Work request: Could you copy exactly the lines from the start of the records through the one containing "Target: phone screen", both included, and leave out the pictures?

Extracted information Start Marker

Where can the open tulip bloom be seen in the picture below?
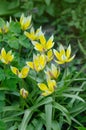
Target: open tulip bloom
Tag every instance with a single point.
(6, 58)
(21, 74)
(63, 56)
(25, 22)
(43, 45)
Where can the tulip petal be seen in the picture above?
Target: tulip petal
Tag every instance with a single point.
(49, 43)
(30, 64)
(43, 87)
(15, 70)
(24, 71)
(42, 39)
(68, 52)
(38, 46)
(70, 59)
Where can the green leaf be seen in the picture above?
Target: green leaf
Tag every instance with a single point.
(82, 48)
(70, 1)
(47, 2)
(2, 125)
(15, 27)
(73, 97)
(56, 125)
(24, 41)
(63, 110)
(2, 22)
(81, 128)
(25, 120)
(13, 42)
(2, 75)
(48, 116)
(11, 84)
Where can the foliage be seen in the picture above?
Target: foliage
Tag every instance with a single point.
(31, 96)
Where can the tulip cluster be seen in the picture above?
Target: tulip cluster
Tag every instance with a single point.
(46, 58)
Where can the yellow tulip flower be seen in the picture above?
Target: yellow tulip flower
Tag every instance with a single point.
(52, 72)
(38, 63)
(22, 74)
(63, 56)
(43, 45)
(25, 22)
(5, 28)
(6, 58)
(49, 88)
(33, 35)
(24, 93)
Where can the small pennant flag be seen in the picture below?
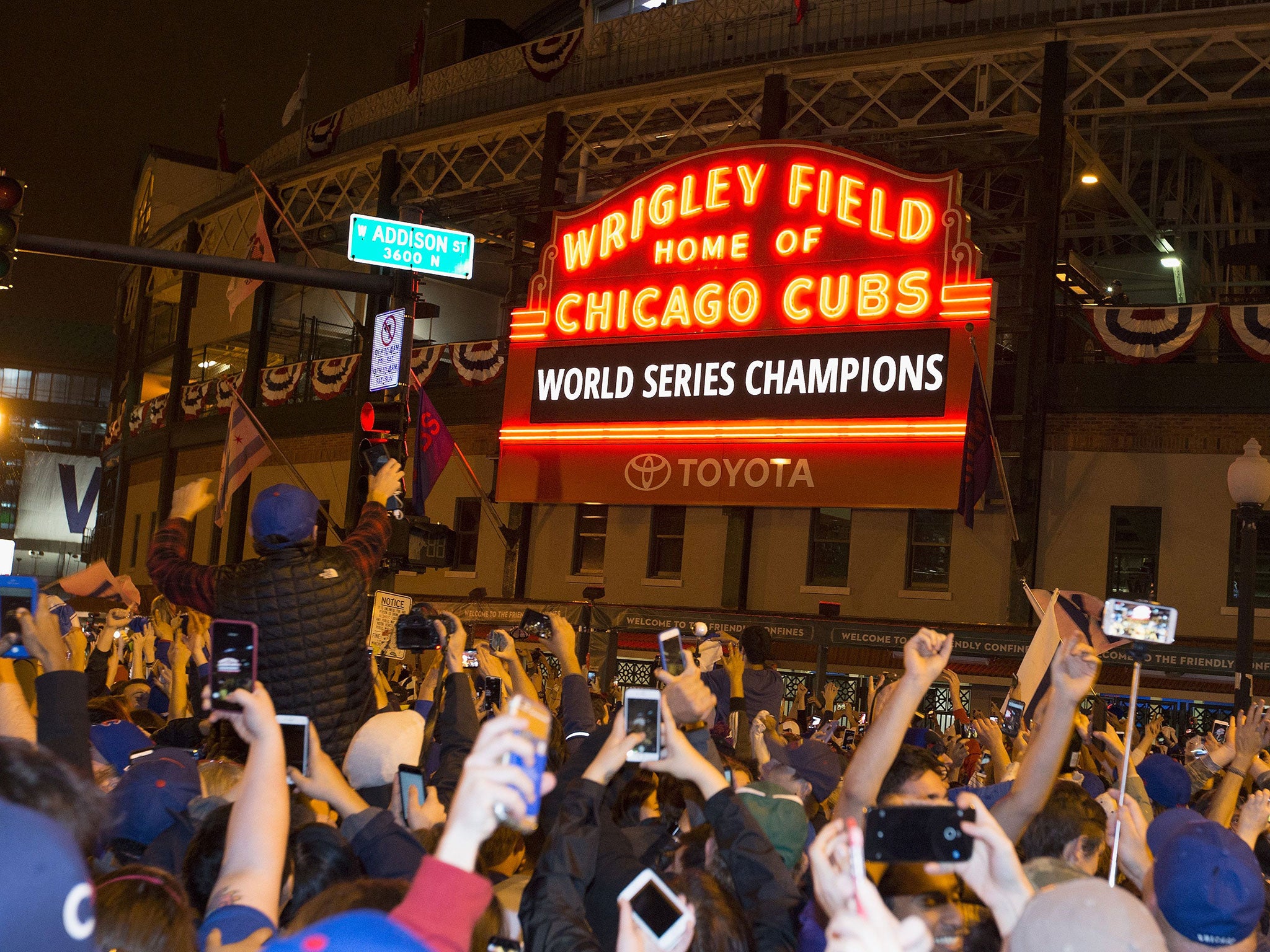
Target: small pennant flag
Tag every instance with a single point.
(244, 450)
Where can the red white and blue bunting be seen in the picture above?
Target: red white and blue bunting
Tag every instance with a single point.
(479, 361)
(548, 56)
(425, 361)
(1147, 334)
(1250, 325)
(225, 386)
(193, 398)
(278, 384)
(321, 136)
(331, 379)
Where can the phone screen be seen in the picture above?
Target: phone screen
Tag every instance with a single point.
(672, 653)
(233, 660)
(657, 912)
(644, 716)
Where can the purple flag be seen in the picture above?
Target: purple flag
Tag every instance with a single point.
(977, 455)
(432, 450)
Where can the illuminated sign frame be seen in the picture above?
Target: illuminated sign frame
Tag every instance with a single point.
(700, 260)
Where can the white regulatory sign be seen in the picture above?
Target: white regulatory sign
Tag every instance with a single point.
(386, 350)
(384, 615)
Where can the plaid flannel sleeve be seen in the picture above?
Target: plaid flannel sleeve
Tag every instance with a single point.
(368, 540)
(183, 582)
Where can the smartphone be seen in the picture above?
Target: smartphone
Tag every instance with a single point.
(644, 715)
(1013, 718)
(295, 741)
(917, 834)
(233, 660)
(539, 731)
(17, 592)
(672, 651)
(655, 909)
(535, 624)
(1140, 621)
(409, 780)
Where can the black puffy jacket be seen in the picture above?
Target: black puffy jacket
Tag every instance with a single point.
(310, 607)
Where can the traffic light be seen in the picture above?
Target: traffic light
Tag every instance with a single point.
(11, 213)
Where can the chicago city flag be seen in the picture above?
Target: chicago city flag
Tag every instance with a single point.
(244, 450)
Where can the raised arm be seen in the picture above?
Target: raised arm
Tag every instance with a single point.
(171, 569)
(1072, 674)
(925, 656)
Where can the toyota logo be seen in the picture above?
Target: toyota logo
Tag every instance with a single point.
(648, 471)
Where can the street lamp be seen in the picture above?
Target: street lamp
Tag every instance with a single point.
(1249, 482)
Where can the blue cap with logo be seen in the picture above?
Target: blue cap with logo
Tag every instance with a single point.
(1208, 883)
(283, 516)
(47, 894)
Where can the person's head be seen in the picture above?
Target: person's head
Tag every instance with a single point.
(722, 926)
(502, 853)
(1071, 827)
(756, 643)
(283, 517)
(322, 858)
(1206, 888)
(915, 777)
(143, 909)
(40, 781)
(383, 895)
(135, 694)
(1086, 914)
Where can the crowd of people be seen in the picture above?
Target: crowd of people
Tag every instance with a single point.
(136, 818)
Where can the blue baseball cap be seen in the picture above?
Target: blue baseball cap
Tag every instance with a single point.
(360, 931)
(283, 516)
(1166, 781)
(48, 894)
(151, 792)
(1207, 880)
(115, 741)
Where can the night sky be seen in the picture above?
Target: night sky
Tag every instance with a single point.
(88, 89)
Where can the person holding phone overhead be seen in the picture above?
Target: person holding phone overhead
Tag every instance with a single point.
(308, 602)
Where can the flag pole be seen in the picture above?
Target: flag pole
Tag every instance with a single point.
(276, 448)
(992, 437)
(487, 506)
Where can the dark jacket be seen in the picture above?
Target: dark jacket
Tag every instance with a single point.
(310, 607)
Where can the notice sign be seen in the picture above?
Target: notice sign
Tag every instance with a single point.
(388, 607)
(778, 324)
(386, 350)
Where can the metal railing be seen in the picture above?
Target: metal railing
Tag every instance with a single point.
(693, 38)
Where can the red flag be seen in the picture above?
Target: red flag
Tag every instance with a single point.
(223, 146)
(417, 59)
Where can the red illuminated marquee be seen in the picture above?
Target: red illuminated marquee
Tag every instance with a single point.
(757, 236)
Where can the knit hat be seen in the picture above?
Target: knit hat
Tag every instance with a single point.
(1166, 781)
(1207, 880)
(153, 791)
(47, 894)
(780, 814)
(381, 746)
(1086, 915)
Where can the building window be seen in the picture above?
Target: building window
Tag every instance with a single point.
(930, 549)
(136, 539)
(1133, 552)
(666, 541)
(466, 534)
(588, 539)
(828, 547)
(1263, 588)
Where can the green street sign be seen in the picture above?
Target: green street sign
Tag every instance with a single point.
(413, 248)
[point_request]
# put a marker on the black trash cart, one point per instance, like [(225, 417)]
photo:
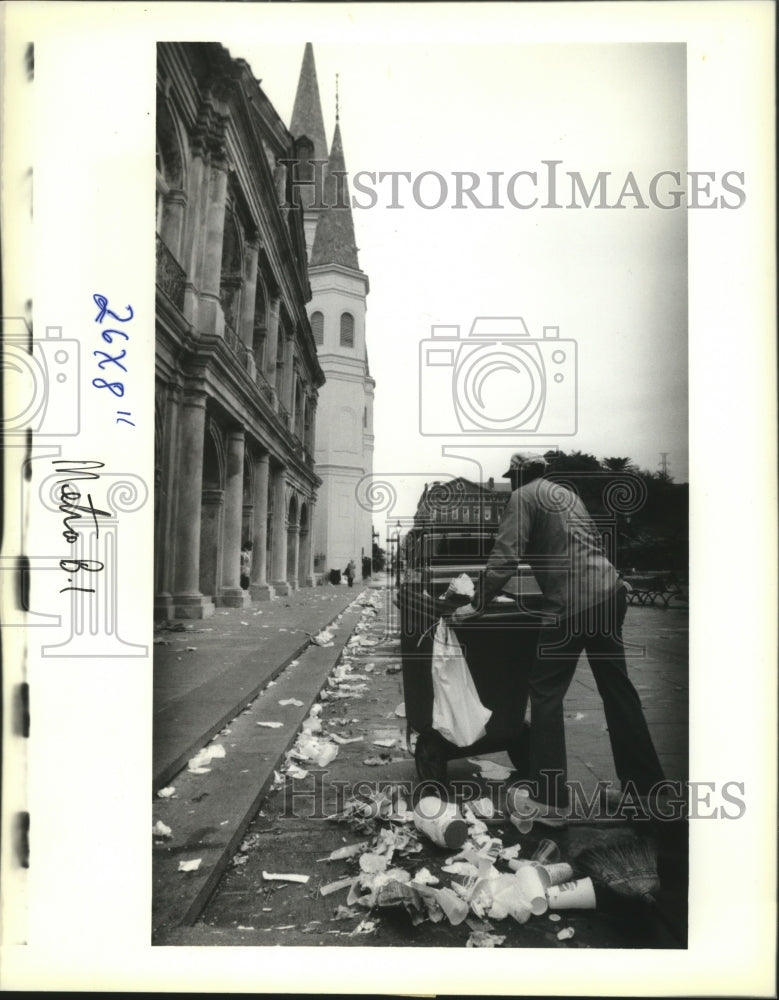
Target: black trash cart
[(499, 647)]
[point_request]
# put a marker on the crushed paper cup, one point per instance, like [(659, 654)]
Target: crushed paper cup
[(533, 888), (578, 895), (273, 877), (559, 873)]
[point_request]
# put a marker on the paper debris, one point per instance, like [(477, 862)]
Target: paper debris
[(481, 939), (272, 877), (293, 771), (489, 769), (348, 851), (341, 883)]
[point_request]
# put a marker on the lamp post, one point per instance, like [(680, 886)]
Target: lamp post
[(375, 536), (398, 529)]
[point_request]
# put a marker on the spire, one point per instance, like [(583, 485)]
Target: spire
[(307, 111), (334, 242)]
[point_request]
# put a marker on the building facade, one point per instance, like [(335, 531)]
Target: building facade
[(237, 377), (344, 445)]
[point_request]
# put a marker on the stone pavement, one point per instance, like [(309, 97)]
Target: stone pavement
[(206, 672), (210, 814)]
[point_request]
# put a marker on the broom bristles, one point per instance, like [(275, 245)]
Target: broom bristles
[(628, 868)]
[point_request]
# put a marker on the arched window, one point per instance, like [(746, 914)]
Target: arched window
[(347, 330), (318, 327)]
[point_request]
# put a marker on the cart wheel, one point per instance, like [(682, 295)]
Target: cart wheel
[(430, 758), (519, 752)]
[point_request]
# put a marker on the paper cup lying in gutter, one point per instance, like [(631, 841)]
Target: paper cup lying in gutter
[(578, 895), (558, 873), (533, 888)]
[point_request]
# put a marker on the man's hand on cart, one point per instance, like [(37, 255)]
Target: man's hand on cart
[(464, 611)]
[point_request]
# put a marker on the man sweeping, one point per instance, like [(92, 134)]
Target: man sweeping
[(546, 525)]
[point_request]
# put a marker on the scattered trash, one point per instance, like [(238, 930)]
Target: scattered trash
[(579, 895), (489, 769), (198, 763), (272, 877), (481, 939)]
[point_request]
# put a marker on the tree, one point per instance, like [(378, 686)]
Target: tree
[(619, 465)]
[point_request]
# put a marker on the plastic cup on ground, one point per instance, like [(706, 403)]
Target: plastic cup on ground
[(578, 895), (559, 873), (547, 852), (533, 889), (441, 822)]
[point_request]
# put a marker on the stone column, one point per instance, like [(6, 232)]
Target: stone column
[(210, 317), (165, 536), (311, 580), (279, 537), (231, 594), (259, 588), (293, 554), (187, 599), (245, 329), (288, 397), (272, 340)]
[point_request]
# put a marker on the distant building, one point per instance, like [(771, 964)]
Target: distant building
[(344, 445), (236, 375), (462, 503)]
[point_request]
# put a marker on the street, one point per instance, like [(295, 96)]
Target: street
[(307, 811)]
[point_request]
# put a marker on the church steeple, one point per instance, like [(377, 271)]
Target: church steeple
[(307, 117), (334, 242)]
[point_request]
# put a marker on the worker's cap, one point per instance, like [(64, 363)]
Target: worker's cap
[(524, 460)]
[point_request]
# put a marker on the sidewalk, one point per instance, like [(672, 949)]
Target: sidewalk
[(210, 814), (211, 669)]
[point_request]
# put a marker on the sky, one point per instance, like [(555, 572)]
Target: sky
[(614, 281)]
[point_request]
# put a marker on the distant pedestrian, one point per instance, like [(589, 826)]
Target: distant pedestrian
[(546, 524), (246, 564)]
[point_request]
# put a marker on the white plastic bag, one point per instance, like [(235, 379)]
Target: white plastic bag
[(458, 714)]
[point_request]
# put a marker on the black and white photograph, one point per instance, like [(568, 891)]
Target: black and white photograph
[(384, 514)]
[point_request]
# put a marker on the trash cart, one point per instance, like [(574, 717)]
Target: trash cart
[(498, 646)]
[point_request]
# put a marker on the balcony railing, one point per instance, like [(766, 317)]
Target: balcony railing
[(171, 276)]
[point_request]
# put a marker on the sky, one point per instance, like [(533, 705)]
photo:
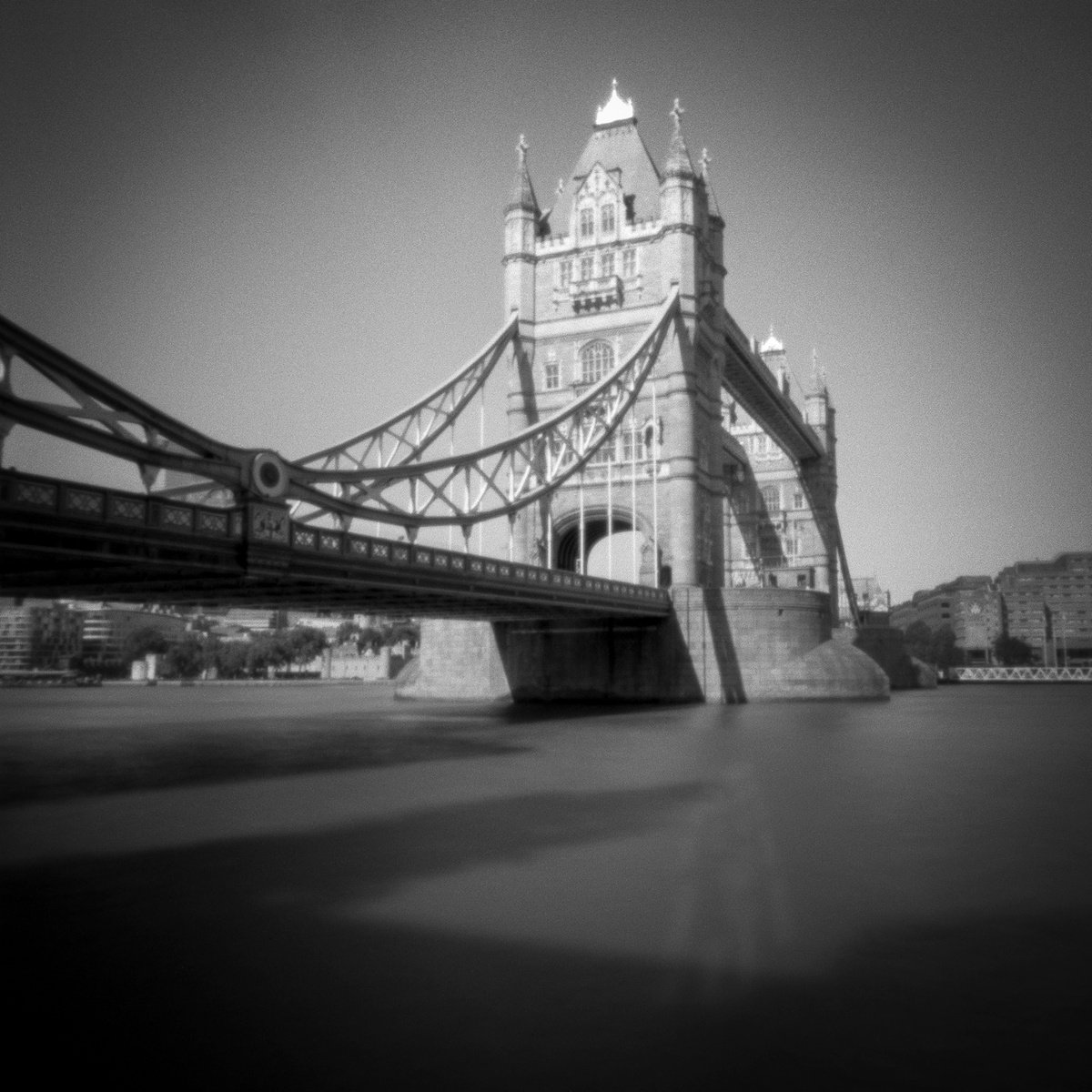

Extracted information End Marker

Output for this exercise:
Where can the open tulip bloom be seen in the picture below?
Target: open tulip bloom
Tag every instance with a single point.
(6, 58)
(21, 74)
(63, 56)
(25, 22)
(43, 45)
Where can the tulip petal be seen in the picture above?
Target: tulip petal
Tag every instance with a single point.
(49, 43)
(30, 64)
(43, 87)
(15, 70)
(24, 71)
(42, 39)
(68, 52)
(38, 46)
(70, 59)
Where can the green leaf be seen in the picture above?
Target: green leaf
Tag every instance with a single point.
(82, 48)
(70, 1)
(47, 2)
(2, 125)
(15, 27)
(73, 97)
(56, 125)
(24, 41)
(63, 110)
(2, 22)
(81, 128)
(25, 120)
(13, 42)
(2, 75)
(48, 116)
(11, 84)
Where can the foliage be seen in the picture above?
Target: foliage
Tag every instance with a single point.
(31, 96)
Where can the tulip cluster be seen in the picture above?
Target: tulip cluster
Tag every instance with a single point.
(46, 58)
Where can the yellow tulip flower be seen in the picture above?
Target: yellow tulip flower
Tag every instance with a single point.
(52, 72)
(38, 63)
(22, 74)
(63, 56)
(43, 45)
(25, 22)
(5, 28)
(6, 58)
(49, 88)
(33, 35)
(24, 93)
Where can the small pennant flag be seen in the picture below?
Target: small pennant flag
Tag every instance with a single point.
(244, 450)
Where can the red white and blue bunting be seen in the picture above?
Target: red white and blue bunting
Tag every instance with a single point.
(479, 361)
(548, 56)
(425, 361)
(1147, 334)
(1250, 325)
(225, 386)
(193, 398)
(278, 384)
(321, 136)
(331, 379)
Where can the phone screen be seen in the picture above?
Target: phone screen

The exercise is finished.